Your task:
Write out the records in full and without alteration, setting aside their pictures.

Materials provided:

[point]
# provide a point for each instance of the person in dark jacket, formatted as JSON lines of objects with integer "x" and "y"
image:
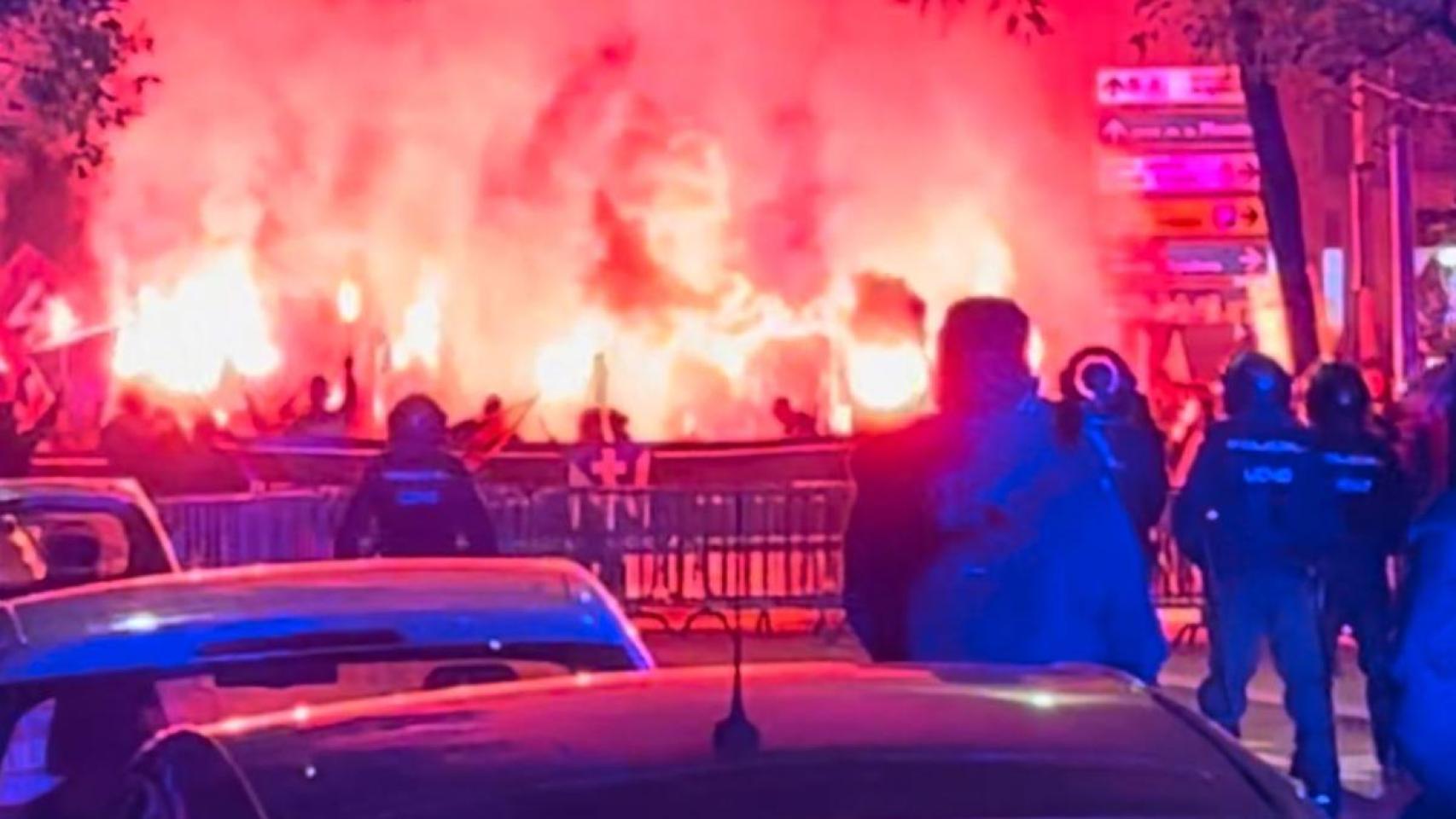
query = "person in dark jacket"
{"x": 16, "y": 447}
{"x": 1251, "y": 518}
{"x": 1369, "y": 528}
{"x": 1101, "y": 404}
{"x": 1426, "y": 664}
{"x": 420, "y": 497}
{"x": 979, "y": 534}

Answer for this exercise:
[point]
# provide a point for each instance of the person in dark jacket, formatted as JSON lines of objects with integer "x" and "y"
image:
query = "person in dark jacket"
{"x": 16, "y": 447}
{"x": 1251, "y": 518}
{"x": 1369, "y": 528}
{"x": 1101, "y": 404}
{"x": 1426, "y": 664}
{"x": 420, "y": 497}
{"x": 979, "y": 534}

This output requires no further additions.